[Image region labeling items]
■ ■ ■ ■ ■

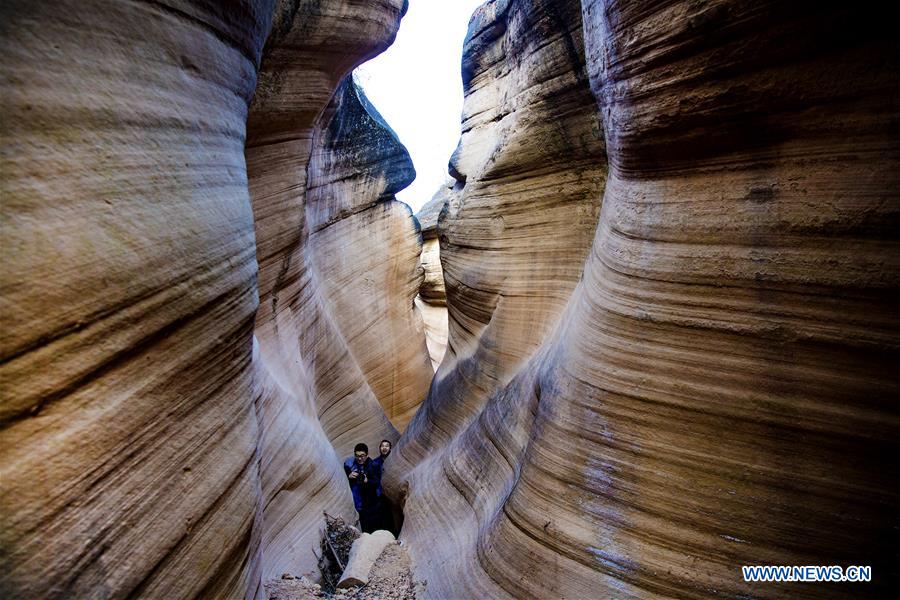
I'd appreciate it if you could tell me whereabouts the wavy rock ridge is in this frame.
[392,0,900,598]
[0,0,900,598]
[0,0,430,598]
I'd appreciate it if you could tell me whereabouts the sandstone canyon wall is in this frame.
[416,191,451,370]
[0,0,900,598]
[391,0,900,598]
[0,0,430,598]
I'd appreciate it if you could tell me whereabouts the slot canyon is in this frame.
[0,0,900,599]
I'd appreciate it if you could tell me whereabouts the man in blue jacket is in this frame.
[344,444,381,533]
[372,440,400,535]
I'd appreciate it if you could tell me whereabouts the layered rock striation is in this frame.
[0,0,900,598]
[392,0,900,598]
[0,0,429,598]
[416,186,452,372]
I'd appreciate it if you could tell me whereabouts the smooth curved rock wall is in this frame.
[0,0,272,598]
[246,0,418,580]
[390,0,900,598]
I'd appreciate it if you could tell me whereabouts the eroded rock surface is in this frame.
[392,0,900,598]
[0,0,900,598]
[416,185,452,371]
[0,0,414,598]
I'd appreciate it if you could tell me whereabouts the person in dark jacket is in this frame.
[372,440,399,535]
[344,444,381,533]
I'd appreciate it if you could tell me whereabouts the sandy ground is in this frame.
[266,543,425,600]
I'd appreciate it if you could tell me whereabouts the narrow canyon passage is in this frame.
[0,0,900,599]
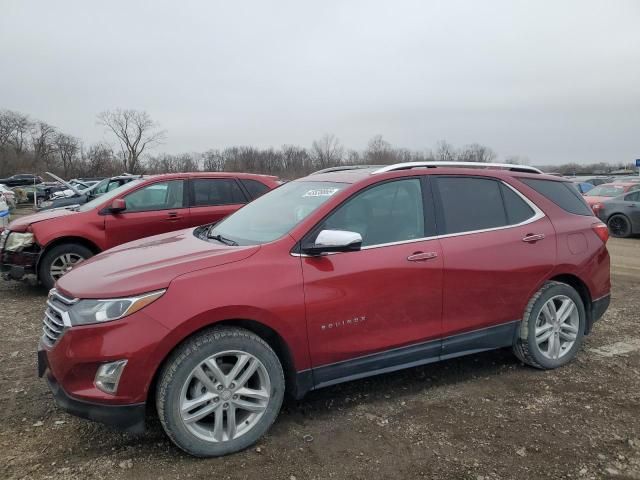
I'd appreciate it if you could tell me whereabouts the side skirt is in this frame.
[296,320,520,398]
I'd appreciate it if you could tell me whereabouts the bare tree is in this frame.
[433,140,457,162]
[98,109,166,173]
[311,133,344,169]
[458,143,497,163]
[55,133,80,177]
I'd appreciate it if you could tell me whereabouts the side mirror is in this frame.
[302,230,362,255]
[109,198,127,213]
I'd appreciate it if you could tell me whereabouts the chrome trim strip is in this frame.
[371,161,543,175]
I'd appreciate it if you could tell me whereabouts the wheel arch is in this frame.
[549,273,593,335]
[146,318,310,412]
[36,236,102,275]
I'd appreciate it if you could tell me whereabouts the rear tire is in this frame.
[607,214,631,238]
[156,327,285,457]
[513,282,586,370]
[38,243,93,290]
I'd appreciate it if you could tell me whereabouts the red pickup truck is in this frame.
[0,172,281,288]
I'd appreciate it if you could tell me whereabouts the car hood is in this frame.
[9,209,78,232]
[56,228,260,298]
[584,195,614,207]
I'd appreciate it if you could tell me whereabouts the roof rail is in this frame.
[371,161,543,175]
[309,165,382,175]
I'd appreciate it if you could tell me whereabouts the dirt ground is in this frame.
[0,212,640,480]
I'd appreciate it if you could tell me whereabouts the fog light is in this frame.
[95,360,127,395]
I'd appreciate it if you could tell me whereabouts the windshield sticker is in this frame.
[302,188,339,198]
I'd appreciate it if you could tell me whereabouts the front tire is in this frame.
[513,282,586,370]
[156,327,285,457]
[607,214,631,238]
[38,243,93,290]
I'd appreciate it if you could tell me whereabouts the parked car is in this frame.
[0,173,42,187]
[0,184,16,209]
[39,174,141,210]
[33,162,611,457]
[12,184,49,206]
[572,179,593,195]
[584,182,640,207]
[0,172,279,288]
[593,190,640,237]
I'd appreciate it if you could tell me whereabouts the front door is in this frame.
[302,178,443,385]
[105,180,189,248]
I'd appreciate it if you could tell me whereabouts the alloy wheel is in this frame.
[180,350,271,442]
[49,253,84,280]
[535,295,580,360]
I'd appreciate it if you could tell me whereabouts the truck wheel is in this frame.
[38,243,93,290]
[156,327,285,457]
[513,282,586,370]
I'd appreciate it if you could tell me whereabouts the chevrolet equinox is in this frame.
[38,162,610,457]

■ ■ ■ ■ ■

▸ **WHAT YOU NEED TO DO**: Pull out each line in the items above that contains the word "jacket", and copy those lines.

▸ **COMPLETED TASK**:
I'd appreciate it if you could tell me whereabouts the man in blue jacket is in this frame.
I'd appreciate it if you could tell me whereabouts the person in dark jacket is in this frame.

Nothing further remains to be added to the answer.